[Opening TASK DATA section]

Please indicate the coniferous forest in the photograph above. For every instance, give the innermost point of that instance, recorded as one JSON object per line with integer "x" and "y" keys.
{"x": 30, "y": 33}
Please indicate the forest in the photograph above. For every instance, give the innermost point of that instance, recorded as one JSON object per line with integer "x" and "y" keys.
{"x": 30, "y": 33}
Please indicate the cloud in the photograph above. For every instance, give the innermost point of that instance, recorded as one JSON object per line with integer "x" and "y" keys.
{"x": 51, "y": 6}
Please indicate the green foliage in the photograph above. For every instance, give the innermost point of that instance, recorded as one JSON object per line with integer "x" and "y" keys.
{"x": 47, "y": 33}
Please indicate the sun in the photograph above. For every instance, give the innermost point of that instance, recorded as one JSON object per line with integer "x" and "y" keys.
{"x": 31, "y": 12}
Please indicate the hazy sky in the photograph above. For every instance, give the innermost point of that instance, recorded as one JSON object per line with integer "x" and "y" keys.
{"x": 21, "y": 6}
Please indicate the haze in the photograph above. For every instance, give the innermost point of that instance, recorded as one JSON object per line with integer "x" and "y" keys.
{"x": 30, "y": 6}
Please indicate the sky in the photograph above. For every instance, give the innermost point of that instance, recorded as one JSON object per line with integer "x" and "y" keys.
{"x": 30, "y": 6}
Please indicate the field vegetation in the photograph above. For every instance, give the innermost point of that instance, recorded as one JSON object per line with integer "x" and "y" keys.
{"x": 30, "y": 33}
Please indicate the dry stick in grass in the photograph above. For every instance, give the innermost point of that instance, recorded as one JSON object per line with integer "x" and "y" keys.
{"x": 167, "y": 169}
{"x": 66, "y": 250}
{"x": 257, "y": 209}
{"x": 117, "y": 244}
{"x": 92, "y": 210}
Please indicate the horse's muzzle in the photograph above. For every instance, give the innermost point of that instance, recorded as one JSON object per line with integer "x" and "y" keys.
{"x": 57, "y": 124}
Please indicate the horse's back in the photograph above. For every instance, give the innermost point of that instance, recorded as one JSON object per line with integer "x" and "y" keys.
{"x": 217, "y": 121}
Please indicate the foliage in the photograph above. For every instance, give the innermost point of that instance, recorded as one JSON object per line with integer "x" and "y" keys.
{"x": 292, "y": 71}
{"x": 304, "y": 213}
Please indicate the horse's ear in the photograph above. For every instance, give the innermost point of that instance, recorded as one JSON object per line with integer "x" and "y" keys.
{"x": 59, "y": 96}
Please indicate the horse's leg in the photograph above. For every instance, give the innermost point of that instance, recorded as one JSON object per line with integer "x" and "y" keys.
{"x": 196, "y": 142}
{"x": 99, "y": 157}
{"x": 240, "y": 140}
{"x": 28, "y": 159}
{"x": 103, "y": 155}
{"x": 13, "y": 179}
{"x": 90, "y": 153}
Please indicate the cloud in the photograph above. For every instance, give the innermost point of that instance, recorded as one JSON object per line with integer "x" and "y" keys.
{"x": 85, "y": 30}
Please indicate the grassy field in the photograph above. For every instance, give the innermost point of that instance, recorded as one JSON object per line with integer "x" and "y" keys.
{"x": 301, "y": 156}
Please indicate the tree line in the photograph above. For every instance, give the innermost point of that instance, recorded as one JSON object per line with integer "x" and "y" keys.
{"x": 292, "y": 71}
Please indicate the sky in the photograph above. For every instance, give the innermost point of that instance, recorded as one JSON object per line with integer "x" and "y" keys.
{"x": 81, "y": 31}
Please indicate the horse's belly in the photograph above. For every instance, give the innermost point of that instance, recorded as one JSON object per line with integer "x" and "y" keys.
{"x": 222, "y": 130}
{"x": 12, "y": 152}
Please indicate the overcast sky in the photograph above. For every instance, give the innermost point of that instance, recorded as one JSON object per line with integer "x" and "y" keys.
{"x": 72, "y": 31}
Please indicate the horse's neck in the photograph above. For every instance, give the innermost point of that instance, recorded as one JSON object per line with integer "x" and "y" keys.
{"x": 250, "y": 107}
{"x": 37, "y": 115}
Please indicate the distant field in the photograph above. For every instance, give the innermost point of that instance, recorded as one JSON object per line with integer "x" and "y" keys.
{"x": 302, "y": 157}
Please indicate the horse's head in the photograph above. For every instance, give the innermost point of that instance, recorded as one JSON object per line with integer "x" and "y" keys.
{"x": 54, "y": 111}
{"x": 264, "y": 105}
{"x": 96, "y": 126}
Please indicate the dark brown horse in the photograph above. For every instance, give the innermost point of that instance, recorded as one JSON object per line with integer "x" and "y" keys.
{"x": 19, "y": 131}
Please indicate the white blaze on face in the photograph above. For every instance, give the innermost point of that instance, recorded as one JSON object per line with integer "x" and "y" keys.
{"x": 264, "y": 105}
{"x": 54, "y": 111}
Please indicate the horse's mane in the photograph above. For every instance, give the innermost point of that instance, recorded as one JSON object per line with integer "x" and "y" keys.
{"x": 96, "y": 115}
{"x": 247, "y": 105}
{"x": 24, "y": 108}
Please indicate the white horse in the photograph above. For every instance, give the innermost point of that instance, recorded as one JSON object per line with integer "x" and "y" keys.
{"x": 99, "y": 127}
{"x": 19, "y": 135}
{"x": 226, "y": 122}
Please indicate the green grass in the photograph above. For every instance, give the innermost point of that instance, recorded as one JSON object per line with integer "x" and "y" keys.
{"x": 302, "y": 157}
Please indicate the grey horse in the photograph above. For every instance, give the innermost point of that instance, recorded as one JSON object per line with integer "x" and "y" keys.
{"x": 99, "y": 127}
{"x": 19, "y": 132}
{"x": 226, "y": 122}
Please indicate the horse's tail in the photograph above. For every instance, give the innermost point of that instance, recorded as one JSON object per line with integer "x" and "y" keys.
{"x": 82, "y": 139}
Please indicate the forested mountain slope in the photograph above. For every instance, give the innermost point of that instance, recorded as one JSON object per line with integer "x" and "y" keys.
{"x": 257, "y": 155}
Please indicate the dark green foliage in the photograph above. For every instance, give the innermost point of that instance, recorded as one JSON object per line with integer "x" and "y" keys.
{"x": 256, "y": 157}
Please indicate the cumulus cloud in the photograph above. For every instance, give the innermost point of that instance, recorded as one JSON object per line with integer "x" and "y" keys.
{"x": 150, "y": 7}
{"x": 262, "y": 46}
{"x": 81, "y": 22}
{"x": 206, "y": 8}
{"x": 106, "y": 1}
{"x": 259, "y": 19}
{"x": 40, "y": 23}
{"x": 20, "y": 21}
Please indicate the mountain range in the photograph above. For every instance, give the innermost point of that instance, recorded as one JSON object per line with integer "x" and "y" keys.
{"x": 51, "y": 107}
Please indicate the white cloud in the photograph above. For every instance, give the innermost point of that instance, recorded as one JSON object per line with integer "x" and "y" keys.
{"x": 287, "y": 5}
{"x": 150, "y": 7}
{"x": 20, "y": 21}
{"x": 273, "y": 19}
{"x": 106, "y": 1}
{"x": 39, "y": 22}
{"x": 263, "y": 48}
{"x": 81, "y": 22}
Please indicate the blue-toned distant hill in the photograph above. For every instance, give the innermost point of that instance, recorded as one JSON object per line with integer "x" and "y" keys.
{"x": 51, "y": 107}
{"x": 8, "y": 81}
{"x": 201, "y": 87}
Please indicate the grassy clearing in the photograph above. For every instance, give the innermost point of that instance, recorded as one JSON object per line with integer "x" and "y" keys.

[Closing TASK DATA section]

The full listing above should be returned exactly as supplied.

## ANSWER SPACE
Please indicate the coniferous forest in the photograph above. For every instance, give the innermost point of that instance, recorded as one JSON object per line with integer "x" and "y" keys.
{"x": 30, "y": 33}
Please indicate the forest in the photograph above. For every instance, give the innermost point of that instance, recorded as one JSON object per line with integer "x" and "y" keys.
{"x": 30, "y": 33}
Please indicate the cloud in the photograph above. For every instance, give the innermost point of that instance, recorded as one JSON object per line with integer "x" and "y" keys.
{"x": 51, "y": 6}
Please indicate the green foliage in the photograph above. For every instance, give the innermost point of that instance, recorded as one JSON object per line with integer "x" and "y" keys.
{"x": 47, "y": 33}
Please indicate the sun in the photograph above. For every instance, give the innermost point of that instance, recorded as one JSON object per line with integer "x" and "y" keys.
{"x": 31, "y": 12}
Please indicate the hazy sky in the photograph above. For every instance, give the innermost point of that instance, recorded as one JSON object per line with integer "x" and "y" keys.
{"x": 21, "y": 6}
Please indicate the haze in the photograph above. For every instance, give the innermost point of that instance, recorded as one JSON object per line with integer "x" and "y" keys.
{"x": 30, "y": 6}
Please indicate the sky in the photograph above. For every instance, give the innermost point of that instance, recorded as one JSON object per line with integer "x" and "y" keys.
{"x": 30, "y": 6}
Please indicate the field vegetation in the photograph above. For every instance, give the innermost point of that instance, recorded as one JSON object per line with integer "x" and "y" keys.
{"x": 30, "y": 33}
Please indicate the dry stick in grass in the photograph above. For every instance, give the innermost point of that instance, recorded as one JSON object per line with integer "x" and "y" keys.
{"x": 167, "y": 169}
{"x": 66, "y": 250}
{"x": 257, "y": 209}
{"x": 117, "y": 244}
{"x": 92, "y": 210}
Please indicate the horse's muzzle in the photograph above. For every instance, give the innermost point of that instance, recorded as one JSON object per line with integer "x" and "y" keys.
{"x": 57, "y": 124}
Please indicate the horse's back in the photograph above. For every instance, give the innermost point of that instance, recorded as one JSON object per line with integer "x" and "y" keys.
{"x": 217, "y": 121}
Please indicate the foliage in the photograph above. For every instance, give the innermost point of that instance, recorded as one JSON object per line with integer "x" and "y" keys.
{"x": 292, "y": 71}
{"x": 304, "y": 213}
Please indicate the horse's ear in the photograph above. For every instance, give the innermost point of that instance, recorded as one JSON object per line with integer "x" and "y" keys.
{"x": 59, "y": 96}
Please indicate the horse's leg in the photograph above. For every instance, give the innermost point of that instance, recorded as one JSON object per line with integer "x" and "y" keys.
{"x": 196, "y": 142}
{"x": 99, "y": 157}
{"x": 240, "y": 140}
{"x": 28, "y": 159}
{"x": 103, "y": 155}
{"x": 13, "y": 179}
{"x": 90, "y": 153}
Please indicate the cloud in the photograph above. For every instance, give the innermost point of that instance, recorded as one JSON object per line with integer "x" and "y" keys.
{"x": 85, "y": 30}
Please indicate the grassy field in the photograph above. For every instance, give the innermost point of that instance, recorded as one JSON object per line with integer "x" and "y" keys.
{"x": 301, "y": 156}
Please indicate the tree line in the photograph above. For every instance, give the innermost point of that instance, recorded as one JSON object per line with integer "x" and "y" keys.
{"x": 292, "y": 71}
Please indicate the sky in the photograph above. For every instance, give the innermost point of that instance, recorded as one JSON object per line with integer "x" and "y" keys.
{"x": 81, "y": 31}
Please indicate the horse's belly in the photograph above. For every instance, give the innermost point of that instance, recorded as one JSON object per line with integer "x" and "y" keys.
{"x": 222, "y": 130}
{"x": 12, "y": 152}
Please indicate the overcast sky in the photograph above. For every instance, give the innermost point of that instance, recorded as one JSON object per line with integer "x" and "y" keys.
{"x": 72, "y": 31}
Please indicate the horse's neck in the photograph above. For every instance, give the innermost point of that instance, recorded as one JSON object per line with integer "x" and "y" keys.
{"x": 250, "y": 107}
{"x": 37, "y": 115}
Please indicate the distant field in the photograph above. For every instance, give the innermost point of that instance, recorded as one JSON object per line with integer "x" and "y" keys.
{"x": 302, "y": 157}
Please indicate the horse's head in the photograph above. For every instance, give the innermost point of that instance, recorded as one JSON object per line with integer "x" and "y" keys.
{"x": 54, "y": 111}
{"x": 264, "y": 105}
{"x": 96, "y": 126}
Please indicate the dark brown horse in the photograph above. For every instance, give the innermost point of that instance, recorded as one JSON object per line with integer "x" and "y" keys.
{"x": 19, "y": 131}
Please indicate the white blaze on face in the photograph above. For every instance, give the innermost point of that instance, recorded as one JSON object per line with integer "x" and "y" keys.
{"x": 264, "y": 105}
{"x": 54, "y": 111}
Please indicate the horse's mane in the photograph above. For every instance, give the innermost point of that instance, recorded as one JSON object per line with integer "x" and "y" keys.
{"x": 96, "y": 115}
{"x": 247, "y": 105}
{"x": 24, "y": 108}
Please indicate the white horse in the photograph above. For every instance, give the innermost point of that instance, recorded as one JSON object per line with integer "x" and "y" keys.
{"x": 99, "y": 127}
{"x": 19, "y": 135}
{"x": 226, "y": 122}
Please indicate the green grass in the photograph above. For every instance, give the innermost point of that instance, recorded as one JSON object per line with integer "x" and "y" keys.
{"x": 302, "y": 157}
Please indicate the grey horse in the photograph above. For every instance, give the innermost point of that instance, recorded as one JSON object per line with integer "x" and "y" keys.
{"x": 99, "y": 127}
{"x": 19, "y": 132}
{"x": 226, "y": 122}
Please indicate the horse's tail in the photograph above. For every instance, give the innermost point of that instance, recorded as one JSON object per line with integer "x" and "y" keys.
{"x": 82, "y": 139}
Please indicate the forested mountain slope in the photograph above. For every instance, give the innermost point of that instance, recorded as one JSON object per line with integer "x" and "y" keys.
{"x": 257, "y": 155}
Please indicate the dark green foliage in the photograph above. For every instance, give the innermost point of that instance, recorded as one JSON object per line with integer "x" and "y" keys.
{"x": 256, "y": 157}
Please indicate the cumulus cloud in the photograph above. For every instance, give the innermost point of that instance, recorded as one JSON object per line with integer "x" and "y" keys.
{"x": 150, "y": 7}
{"x": 262, "y": 46}
{"x": 81, "y": 22}
{"x": 206, "y": 8}
{"x": 106, "y": 1}
{"x": 259, "y": 19}
{"x": 40, "y": 23}
{"x": 20, "y": 21}
Please indicate the mountain range in the photograph above. For every instance, give the innermost point of that instance, recorded as one JSON object per line with integer "x" and "y" keys.
{"x": 51, "y": 107}
Please indicate the white cloud in the photograph above. For every instance, give the innermost point of that instance, recorded as one JSON object per line with integer "x" and "y" keys.
{"x": 287, "y": 5}
{"x": 150, "y": 7}
{"x": 20, "y": 21}
{"x": 273, "y": 19}
{"x": 106, "y": 1}
{"x": 39, "y": 22}
{"x": 263, "y": 48}
{"x": 81, "y": 22}
Please indicate the blue-toned distant hill in the photograph above. For every instance, give the innermost point of that instance, recorded as one JSON object per line with integer "x" and "y" keys.
{"x": 51, "y": 107}
{"x": 8, "y": 81}
{"x": 201, "y": 87}
Please indicate the grassy clearing in the photograph above. For every instance, give the innermost point of that instance, recorded as one JSON object per line with integer "x" and "y" keys.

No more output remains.